Front. Neurosci., 16 August 2024

Sec. Brain Imaging Methods

Volume 18 - 2024 | https://doi.org/10.3389/fnins.2024.1385847

This article is part of the Research Topic Methods and Applications of Diffusion MRI Tractometry View all 14 articles

A practical guide for combining functional regions of interest and white matter bundles

Steven L. Meisler^1,2^*^†^‡

Emily Kubota³^*^†^‡

Mareike Grotheer^4,5^‡

John D. E. Gabrieli^2,6^‡

Kalanit Grill-Spector^3,7^‡

¹Program in Speech and Hearing Bioscience and Technology, Harvard Medical School, Boston, MA, United States
²Department of Brain and Cognitive Sciences, Massachusetts Institute of Technology, Cambridge, MA, United States
³Department of Psychology, Stanford University, Stanford, CA, United States
⁴Department of Psychology, Philipps-Universität Marburg, Marburg, Germany
⁵Center for Mind, Brain and Behavior – CMBB, Philipps-Universität Marburg and Justus-Liebig-Universität Giessen, Marburg, Germany
⁶McGovern Institute for Brain Research, Massachusetts Institute of Technology, Cambridge, MA, United States
⁷Wu Tsai Neurosciences Institute, Stanford University, Stanford, CA, United States

Diffusion-weighted imaging (DWI) is the primary method to investigate macro- and microstructure of neural white matter in vivo. DWI can be used to identify and characterize individual-specific white matter bundles, enabling precise analyses on hypothesis-driven connections in the brain and bridging the relationships between brain structure, function, and behavior. However, cortical endpoints of bundles may span larger areas than what a researcher is interested in, challenging presumptions that bundles are specifically tied to certain brain functions. Functional MRI (fMRI) can be integrated to further refine bundles such that they are restricted to functionally-defined cortical regions. Analyzing properties of these Functional Sub-Bundles (FSuB) increases precision and interpretability of results when studying neural connections supporting specific tasks. Several parameters of DWI and fMRI analyses, ranging from data acquisition to processing, can impact the efficacy of integrating functional and diffusion MRI. Here, we discuss the applications of the FSuB approach, suggest best practices for acquiring and processing neuroimaging data towards this end, and introduce the FSuB-Extractor, a flexible open-source software for creating FSuBs. We demonstrate our processing code and the FSuB-Extractor on an openly-available dataset, the Natural Scenes Dataset.

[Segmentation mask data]
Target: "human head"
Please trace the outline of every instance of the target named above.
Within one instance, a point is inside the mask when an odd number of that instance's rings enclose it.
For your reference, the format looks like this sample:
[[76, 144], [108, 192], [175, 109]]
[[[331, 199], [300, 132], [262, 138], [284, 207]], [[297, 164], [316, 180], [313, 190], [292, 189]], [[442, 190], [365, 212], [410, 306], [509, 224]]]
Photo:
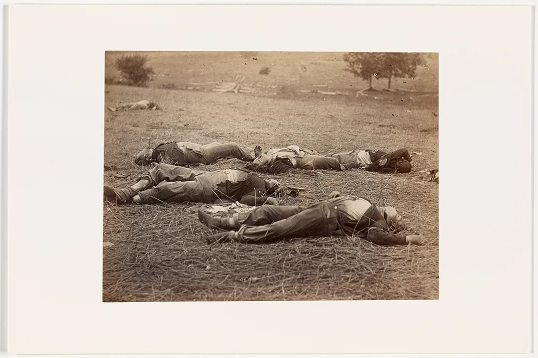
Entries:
...
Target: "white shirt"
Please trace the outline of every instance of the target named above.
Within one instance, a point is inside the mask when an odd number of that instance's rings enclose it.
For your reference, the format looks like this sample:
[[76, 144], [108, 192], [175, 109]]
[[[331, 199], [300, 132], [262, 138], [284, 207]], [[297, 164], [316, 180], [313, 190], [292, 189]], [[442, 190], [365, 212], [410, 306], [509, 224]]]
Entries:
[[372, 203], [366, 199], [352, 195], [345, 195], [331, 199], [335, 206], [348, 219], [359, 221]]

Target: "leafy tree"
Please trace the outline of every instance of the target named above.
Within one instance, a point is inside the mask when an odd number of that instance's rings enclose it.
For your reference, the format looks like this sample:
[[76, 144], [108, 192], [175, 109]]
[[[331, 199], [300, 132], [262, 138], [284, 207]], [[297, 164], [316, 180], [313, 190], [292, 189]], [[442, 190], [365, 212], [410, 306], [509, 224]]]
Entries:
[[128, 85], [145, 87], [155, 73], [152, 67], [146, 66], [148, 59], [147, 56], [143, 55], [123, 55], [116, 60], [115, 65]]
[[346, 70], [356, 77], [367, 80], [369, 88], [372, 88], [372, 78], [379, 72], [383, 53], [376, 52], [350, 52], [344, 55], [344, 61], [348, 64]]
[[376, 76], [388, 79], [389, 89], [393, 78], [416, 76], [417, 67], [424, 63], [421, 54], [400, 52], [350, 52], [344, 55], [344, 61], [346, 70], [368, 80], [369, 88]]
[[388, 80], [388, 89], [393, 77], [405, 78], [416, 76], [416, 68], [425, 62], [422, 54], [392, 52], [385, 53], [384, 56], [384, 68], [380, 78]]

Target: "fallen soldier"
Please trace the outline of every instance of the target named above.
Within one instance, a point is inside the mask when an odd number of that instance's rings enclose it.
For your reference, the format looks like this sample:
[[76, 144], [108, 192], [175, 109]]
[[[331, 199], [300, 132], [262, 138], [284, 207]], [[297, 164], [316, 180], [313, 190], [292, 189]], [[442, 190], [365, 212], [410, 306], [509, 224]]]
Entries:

_REQUIRED ACTIONS_
A. In the excerpt on combining functional regions of interest and white matter bundles, which openly available dataset is used to demonstrate the FSuB-Extractor?
B. Who are all the authors listed in the excerpt on combining functional regions of interest and white matter bundles?

_SOLVED PROBLEMS_
A. The Natural Scenes Dataset.

B. Steven L. Meisler, Emily Kubota, Mareike Grotheer, John D. E. Gabrieli, Kalanit Grill-Spector